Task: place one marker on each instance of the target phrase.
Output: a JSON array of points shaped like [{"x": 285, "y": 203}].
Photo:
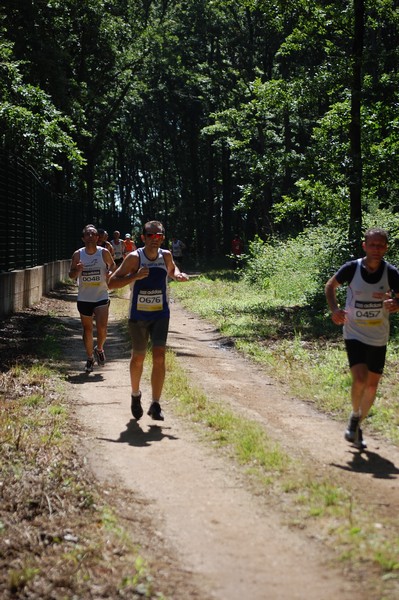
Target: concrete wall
[{"x": 22, "y": 289}]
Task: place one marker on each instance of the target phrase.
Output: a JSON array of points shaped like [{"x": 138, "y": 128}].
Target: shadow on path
[
  {"x": 370, "y": 463},
  {"x": 134, "y": 435}
]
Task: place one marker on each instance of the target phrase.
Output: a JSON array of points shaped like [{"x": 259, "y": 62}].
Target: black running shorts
[{"x": 372, "y": 356}]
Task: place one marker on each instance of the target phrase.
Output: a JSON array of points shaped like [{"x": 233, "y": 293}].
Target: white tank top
[
  {"x": 367, "y": 320},
  {"x": 118, "y": 249},
  {"x": 92, "y": 282}
]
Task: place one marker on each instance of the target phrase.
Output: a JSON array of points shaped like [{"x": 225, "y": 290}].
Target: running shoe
[
  {"x": 352, "y": 430},
  {"x": 99, "y": 356},
  {"x": 89, "y": 365},
  {"x": 137, "y": 409},
  {"x": 155, "y": 412}
]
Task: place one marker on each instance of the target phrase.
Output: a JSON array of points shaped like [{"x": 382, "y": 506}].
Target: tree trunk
[{"x": 355, "y": 181}]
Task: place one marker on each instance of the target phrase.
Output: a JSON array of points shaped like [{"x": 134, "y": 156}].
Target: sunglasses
[{"x": 158, "y": 236}]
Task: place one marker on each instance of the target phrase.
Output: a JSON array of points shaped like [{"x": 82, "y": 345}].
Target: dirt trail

----

- **WHAT IS NEEDED**: Find each line of the material above that contains the word "points", and copy those lines out in full.

- **RESPONSE**:
Output: a JSON array of points shaped like [{"x": 285, "y": 203}].
Output: a JSON array of points shaped like [{"x": 138, "y": 128}].
Output: a JSON array of points shaped like [{"x": 259, "y": 62}].
Output: a JSON array of points shaped like [{"x": 233, "y": 293}].
Output: a JSON array of points shaped like [{"x": 225, "y": 290}].
Output: a JSON array of points shaped like [{"x": 382, "y": 506}].
Output: a JSON array of points shaped like [{"x": 134, "y": 156}].
Output: a JSON array of points shaped like [{"x": 82, "y": 345}].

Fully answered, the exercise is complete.